Task goal: Rewrite the rows below, substituting "aerial imagery" for every occurrence of "satellite data" and leaving all else unchanged. Omit the pictures from your answer.

------------------------------------

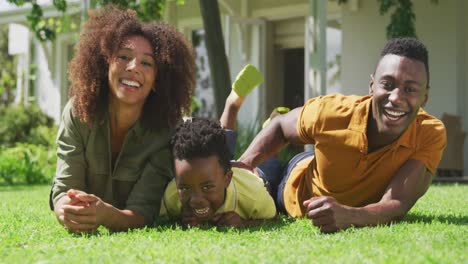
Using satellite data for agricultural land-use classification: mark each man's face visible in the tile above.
[175,155,232,222]
[369,54,428,141]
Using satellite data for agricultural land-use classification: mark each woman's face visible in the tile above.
[109,36,157,107]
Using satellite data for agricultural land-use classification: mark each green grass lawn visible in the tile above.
[0,185,468,263]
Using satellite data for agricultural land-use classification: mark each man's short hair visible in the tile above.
[380,38,429,86]
[171,118,231,172]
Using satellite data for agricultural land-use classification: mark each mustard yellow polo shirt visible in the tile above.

------------------------------------

Worked answer:
Using aerial imagery for agricultural land-use classification: mark each man's face visible in the tile above.
[175,155,232,222]
[369,54,428,141]
Using aerial imagery for agricultural land-use classification: mark each woman's face visible in the tile above.
[109,36,157,107]
Using aerial imagery for agricultural land-use classification: mark each green grass lawn visible in the tile above.
[0,185,468,263]
Using aerial imagery for agricultural land-use classification: mark each man's short hair visible in the tile above.
[380,38,429,86]
[171,118,231,172]
Using aerial imagery for agricultural land-use classification: mark each mustard yellow polo shirt visible in the tile above.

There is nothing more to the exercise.